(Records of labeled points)
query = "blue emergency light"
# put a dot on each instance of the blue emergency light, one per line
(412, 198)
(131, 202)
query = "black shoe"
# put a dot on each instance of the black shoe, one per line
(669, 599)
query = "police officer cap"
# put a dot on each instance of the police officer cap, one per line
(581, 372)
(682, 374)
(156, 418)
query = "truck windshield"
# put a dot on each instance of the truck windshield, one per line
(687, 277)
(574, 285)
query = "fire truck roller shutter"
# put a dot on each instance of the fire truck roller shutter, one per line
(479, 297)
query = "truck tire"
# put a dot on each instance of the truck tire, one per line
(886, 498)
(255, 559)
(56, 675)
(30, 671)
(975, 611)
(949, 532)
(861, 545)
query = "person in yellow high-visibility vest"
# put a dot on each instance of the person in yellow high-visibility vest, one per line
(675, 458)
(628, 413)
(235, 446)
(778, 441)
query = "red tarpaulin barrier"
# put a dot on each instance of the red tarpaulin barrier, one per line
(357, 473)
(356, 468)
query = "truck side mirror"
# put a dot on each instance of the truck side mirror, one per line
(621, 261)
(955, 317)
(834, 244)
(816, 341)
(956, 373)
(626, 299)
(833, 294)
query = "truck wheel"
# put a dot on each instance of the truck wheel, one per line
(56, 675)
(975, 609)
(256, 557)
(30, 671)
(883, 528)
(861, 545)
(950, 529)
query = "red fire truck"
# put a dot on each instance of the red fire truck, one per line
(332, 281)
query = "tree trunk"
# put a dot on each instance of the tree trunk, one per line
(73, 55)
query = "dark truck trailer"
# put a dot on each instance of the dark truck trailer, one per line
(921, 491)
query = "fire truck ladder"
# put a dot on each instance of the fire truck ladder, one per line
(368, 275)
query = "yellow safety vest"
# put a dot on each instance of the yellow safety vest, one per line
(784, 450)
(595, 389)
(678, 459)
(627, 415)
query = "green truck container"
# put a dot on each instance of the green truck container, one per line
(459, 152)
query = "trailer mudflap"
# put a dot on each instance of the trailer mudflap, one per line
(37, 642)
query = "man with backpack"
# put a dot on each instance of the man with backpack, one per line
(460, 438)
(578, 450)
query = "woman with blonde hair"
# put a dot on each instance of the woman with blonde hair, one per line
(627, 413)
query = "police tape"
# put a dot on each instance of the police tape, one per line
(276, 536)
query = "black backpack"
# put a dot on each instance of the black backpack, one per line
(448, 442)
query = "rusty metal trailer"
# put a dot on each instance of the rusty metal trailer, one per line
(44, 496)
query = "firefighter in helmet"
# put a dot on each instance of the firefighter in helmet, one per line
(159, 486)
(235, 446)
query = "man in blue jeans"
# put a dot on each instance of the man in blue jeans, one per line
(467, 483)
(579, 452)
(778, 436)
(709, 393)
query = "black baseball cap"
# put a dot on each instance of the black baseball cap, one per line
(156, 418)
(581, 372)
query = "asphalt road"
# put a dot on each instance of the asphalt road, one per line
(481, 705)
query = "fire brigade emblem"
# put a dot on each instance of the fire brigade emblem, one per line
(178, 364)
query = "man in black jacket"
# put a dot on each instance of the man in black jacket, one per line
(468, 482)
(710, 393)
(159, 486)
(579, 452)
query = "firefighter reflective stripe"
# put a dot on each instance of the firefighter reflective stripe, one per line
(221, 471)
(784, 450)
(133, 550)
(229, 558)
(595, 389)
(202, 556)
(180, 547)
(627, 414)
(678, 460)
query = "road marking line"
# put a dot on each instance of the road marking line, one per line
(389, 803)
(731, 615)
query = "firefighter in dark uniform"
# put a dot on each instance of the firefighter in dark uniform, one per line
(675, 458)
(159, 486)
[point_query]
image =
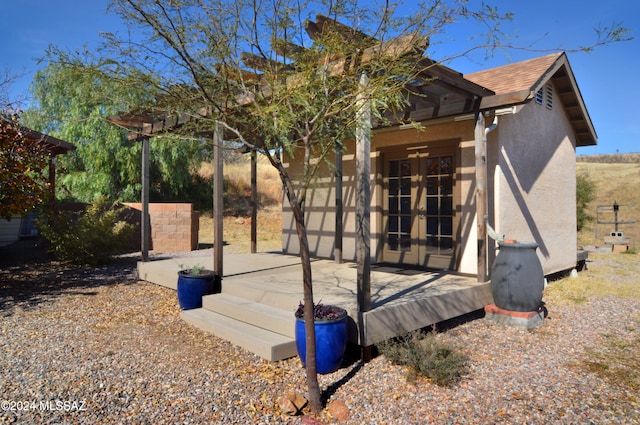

=== Goal ===
Identify every line above that contains the string "brigade" and copy each one. Matching is case-sensitive.

=== Solution ===
query = "fire brigade emblem"
# put a dot on each instance of the fire brigade emblem, one per line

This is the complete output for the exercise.